(Data provided)
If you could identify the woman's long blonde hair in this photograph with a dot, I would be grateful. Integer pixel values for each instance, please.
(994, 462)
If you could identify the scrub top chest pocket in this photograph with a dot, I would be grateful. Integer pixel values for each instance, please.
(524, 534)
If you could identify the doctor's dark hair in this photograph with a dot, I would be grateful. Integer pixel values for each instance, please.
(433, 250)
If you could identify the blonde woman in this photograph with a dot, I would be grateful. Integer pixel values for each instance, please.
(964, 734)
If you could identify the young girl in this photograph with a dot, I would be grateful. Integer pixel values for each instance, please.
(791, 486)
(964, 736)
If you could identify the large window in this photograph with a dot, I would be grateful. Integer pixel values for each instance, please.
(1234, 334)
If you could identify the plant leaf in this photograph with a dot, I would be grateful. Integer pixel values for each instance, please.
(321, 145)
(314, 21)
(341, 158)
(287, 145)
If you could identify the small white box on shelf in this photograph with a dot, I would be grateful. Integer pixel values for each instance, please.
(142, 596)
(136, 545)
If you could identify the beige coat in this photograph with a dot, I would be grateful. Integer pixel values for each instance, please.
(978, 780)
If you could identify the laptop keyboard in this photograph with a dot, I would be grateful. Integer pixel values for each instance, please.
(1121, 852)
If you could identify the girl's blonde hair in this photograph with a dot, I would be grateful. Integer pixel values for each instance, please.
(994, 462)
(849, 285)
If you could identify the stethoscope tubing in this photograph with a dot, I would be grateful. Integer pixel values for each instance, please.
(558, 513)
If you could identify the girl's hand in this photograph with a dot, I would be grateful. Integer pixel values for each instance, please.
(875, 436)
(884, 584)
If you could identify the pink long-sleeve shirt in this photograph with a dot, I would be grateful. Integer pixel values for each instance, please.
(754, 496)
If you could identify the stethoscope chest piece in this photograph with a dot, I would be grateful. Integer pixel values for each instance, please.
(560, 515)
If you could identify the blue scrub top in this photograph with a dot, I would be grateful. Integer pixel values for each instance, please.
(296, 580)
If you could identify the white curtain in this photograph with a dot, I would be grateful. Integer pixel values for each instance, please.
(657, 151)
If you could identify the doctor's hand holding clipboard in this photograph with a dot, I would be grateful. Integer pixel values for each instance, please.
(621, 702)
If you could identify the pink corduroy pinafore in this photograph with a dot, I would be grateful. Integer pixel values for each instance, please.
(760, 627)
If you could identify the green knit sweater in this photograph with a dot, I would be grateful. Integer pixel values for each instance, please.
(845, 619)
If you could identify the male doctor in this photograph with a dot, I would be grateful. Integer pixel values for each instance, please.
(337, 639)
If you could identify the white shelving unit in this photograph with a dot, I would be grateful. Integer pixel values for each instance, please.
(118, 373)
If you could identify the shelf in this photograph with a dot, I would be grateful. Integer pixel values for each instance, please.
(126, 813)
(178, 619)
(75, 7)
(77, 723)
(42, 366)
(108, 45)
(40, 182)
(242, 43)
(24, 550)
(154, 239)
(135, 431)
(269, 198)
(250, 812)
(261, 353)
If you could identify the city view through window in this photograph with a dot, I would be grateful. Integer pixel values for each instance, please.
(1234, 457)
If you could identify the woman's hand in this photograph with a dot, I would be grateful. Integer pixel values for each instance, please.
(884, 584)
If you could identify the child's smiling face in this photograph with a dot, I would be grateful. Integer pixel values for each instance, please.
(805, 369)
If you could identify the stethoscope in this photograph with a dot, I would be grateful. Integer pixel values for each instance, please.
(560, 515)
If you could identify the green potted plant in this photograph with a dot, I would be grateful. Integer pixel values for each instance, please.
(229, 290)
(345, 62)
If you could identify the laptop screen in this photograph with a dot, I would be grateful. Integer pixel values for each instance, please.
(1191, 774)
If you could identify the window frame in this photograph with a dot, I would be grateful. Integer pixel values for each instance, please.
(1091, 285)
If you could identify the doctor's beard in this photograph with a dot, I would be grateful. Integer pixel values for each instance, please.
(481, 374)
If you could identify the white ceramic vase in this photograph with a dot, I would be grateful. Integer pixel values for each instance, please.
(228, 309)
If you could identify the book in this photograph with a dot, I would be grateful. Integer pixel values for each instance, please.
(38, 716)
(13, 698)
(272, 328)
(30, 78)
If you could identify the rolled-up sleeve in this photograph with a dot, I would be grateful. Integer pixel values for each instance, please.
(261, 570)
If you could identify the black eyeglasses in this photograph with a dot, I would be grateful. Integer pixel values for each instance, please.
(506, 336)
(End Data provided)
# Exercise instructions:
Transcribe the data above in its entirety, exactly.

# Answer section:
If you could identify the woman's long blonde hair in this photograph with a dot, I would be grateful. Integer pixel values for each instance, please.
(994, 462)
If you could identify the scrub top chest pocket in this photograph with a dot, I would be grateful. Integer pixel values for each instance, please.
(524, 534)
If you could identify the doctor's dark hair in this photograph with a dot, I would be grateful. Integer pixel values for each instance, please.
(433, 250)
If you could identify the blonde woman in this photograph with a dot, I would be grateful. Integer pixel values for each instance, please.
(964, 734)
If you could identify the young girl in this photograph with a dot, I would be grateful. Integer pixel values for each instance, please.
(791, 486)
(964, 736)
If you could identify the large window in this photograph with a dot, I would be grateful. Integer pixel values for each instance, please.
(1234, 334)
If you could identify the plant leaf in this photograph with a dot, I would be grateful. Integer pixel values for each instance, please.
(321, 145)
(314, 21)
(341, 158)
(287, 145)
If you could identify the small white box on shelf in this photograph with a dot, I would be grateful. Integer pixel values for each instance, please.
(142, 596)
(136, 545)
If you could identify the beige coat in this photograph with a dot, I would be grateful. Integer pixel values for each instance, please.
(978, 780)
If you could identify the laptop keyboard in this photograph with a dot, I would be grateful. Integer pixel values for each instance, please.
(1121, 852)
If you could identify the girl's blonde hair in this photograph with a dot, I would be grateful. Integer pixel values for each instance, please.
(994, 462)
(849, 285)
If you could identify the stethoscope tubing in this photograph with a dot, I would be grateful. Integer pixel values for each instance, please.
(558, 513)
If you could identify the girl's hand in this photograph with a dot, I would be grateful. Integer pixel values for each instance, please.
(875, 436)
(884, 584)
If you could identify the pink long-sleeve shirt in this photograph with a dot, I would be grateful. Integer pixel values for each instance, please.
(754, 496)
If you could identify the stethoscope chest piece in this photograph with a dot, I would be grateful. Integer pixel values for each instance, please.
(560, 515)
If you could identify the blue scrub top in this photograph with a dot, I would be grateful. Integer pixel values for each instance, please.
(296, 580)
If you could identify the white curtain in this photograph with a dot, I would be grateful. Integer pixel values for each instance, please.
(657, 151)
If you could identify the doctor's hand holding clipboard in this photograph with a dot, I would be grateful. Integer pixel values for each instance, please.
(621, 702)
If you could identify the pink corduroy pinafore in this photograph with a dot, I would be grateful. Integer pixel values for each instance, please.
(760, 627)
If you could identify the green knit sweater in this photograph with a dot, I would be grateful. Integer pixel values for each instance, please.
(845, 619)
If you could identify the male doctor in this photograph with a dot, I would be grateful. Integer pixel values for each instance, please.
(337, 639)
If you could identify the white shelving unit in this photograph with a dot, I would be grateful. Integer pixel values for each instance, please.
(118, 373)
If you could identify the shelf in this photograph with a dot, I would be grateful. Integer pixel values for each instance, please.
(126, 813)
(178, 619)
(75, 7)
(77, 723)
(42, 366)
(108, 45)
(40, 182)
(242, 43)
(24, 550)
(154, 239)
(135, 431)
(269, 198)
(250, 812)
(261, 353)
If you could identify the city view through window in this photograph with a dot, I would be grateful. Integer pixel values for each instance, please.
(1234, 457)
If you could identify the woman's hand in this photograph with a dot, I would be grateful. Integer pixel values for each instance, please.
(884, 584)
If you could identify the child's smiling face in this photograph with a dot, I would be grateful. Integer pixel values for each instance, please.
(805, 369)
If you could identify the stethoscope in this photograph with a dot, I would be grateful. Integer pixel values for each instance, please.
(560, 515)
If you could identify the green potted plant in this photograph with a dot, I would be grateful. Integer pixel values for each instance, please.
(229, 290)
(345, 62)
If you could identify the laptop screen in this photograph with a dot, I would be grateful. Integer pixel values for each instance, please.
(1191, 774)
If you could identify the window frame in this photograph with a dot, I would be grateful. Integer pixel values for each instance, please.
(1091, 285)
If you could identify the doctor's beard in this photograph with a dot, I would be grateful. Integer pixel values for each instance, please.
(481, 374)
If you could identify the white ceramic vase in this photograph with a dot, I would be grateful. Integer pixel values for each instance, please.
(228, 309)
If you could identify the book in this photograph with a dot, I would be grateful. Integer pixel values for each instance, please.
(38, 716)
(13, 698)
(272, 328)
(30, 78)
If you could identify the rolled-up sleeve in this photograph with a dot, I would be grateful. Integer pixel values for each instance, please.
(261, 570)
If you could identify the black eyeglasses in this photograph with a dot, I would be grateful. Integer pixel values for each instance, please.
(506, 336)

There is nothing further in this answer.